» **THE REQUEST**
Show every line of the material that contains the word "building", copying each line in full.

» **EXTRACTED RECORDS**
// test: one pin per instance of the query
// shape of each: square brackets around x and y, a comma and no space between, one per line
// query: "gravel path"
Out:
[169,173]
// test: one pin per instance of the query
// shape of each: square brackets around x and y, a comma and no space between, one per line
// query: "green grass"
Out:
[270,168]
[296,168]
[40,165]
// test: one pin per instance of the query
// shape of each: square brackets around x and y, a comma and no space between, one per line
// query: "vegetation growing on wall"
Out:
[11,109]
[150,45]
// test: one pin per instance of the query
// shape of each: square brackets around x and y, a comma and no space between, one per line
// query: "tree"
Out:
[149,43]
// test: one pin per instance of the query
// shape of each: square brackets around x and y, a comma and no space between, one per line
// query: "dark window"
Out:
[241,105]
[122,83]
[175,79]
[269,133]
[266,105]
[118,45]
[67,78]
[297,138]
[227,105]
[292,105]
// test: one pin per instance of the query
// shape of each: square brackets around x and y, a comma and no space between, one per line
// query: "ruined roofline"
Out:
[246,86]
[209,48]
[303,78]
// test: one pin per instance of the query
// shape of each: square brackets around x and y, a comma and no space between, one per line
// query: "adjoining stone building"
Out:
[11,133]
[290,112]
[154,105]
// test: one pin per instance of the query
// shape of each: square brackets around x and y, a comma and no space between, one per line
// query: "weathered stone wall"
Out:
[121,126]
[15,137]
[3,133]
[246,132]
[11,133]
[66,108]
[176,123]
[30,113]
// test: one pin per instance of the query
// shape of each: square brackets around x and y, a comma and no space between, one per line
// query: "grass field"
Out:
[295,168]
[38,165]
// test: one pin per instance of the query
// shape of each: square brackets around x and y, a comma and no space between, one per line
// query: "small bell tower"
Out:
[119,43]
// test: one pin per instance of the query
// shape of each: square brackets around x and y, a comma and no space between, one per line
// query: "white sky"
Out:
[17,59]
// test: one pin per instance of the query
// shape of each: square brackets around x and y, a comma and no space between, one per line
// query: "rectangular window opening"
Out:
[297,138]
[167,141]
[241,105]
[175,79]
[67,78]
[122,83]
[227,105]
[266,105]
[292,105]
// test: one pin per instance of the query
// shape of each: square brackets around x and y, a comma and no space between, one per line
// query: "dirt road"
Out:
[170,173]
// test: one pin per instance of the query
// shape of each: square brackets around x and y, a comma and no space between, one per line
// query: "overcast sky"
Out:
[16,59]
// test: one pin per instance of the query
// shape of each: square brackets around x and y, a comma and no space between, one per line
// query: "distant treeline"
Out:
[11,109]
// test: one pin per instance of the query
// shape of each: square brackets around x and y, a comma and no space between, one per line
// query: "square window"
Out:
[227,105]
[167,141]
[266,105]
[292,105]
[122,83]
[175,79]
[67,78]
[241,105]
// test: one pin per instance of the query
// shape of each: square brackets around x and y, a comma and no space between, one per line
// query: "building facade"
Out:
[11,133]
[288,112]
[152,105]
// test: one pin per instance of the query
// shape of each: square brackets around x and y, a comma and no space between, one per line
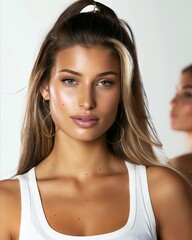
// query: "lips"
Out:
[85,121]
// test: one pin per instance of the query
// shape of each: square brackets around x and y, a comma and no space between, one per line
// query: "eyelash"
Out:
[66,80]
[71,81]
[105,83]
[187,95]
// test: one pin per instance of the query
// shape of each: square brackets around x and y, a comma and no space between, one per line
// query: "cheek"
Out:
[61,98]
[186,110]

» **RESPONSE FOR THIS EXERCISE**
// query: "adjoining stone building"
// query: "building facade"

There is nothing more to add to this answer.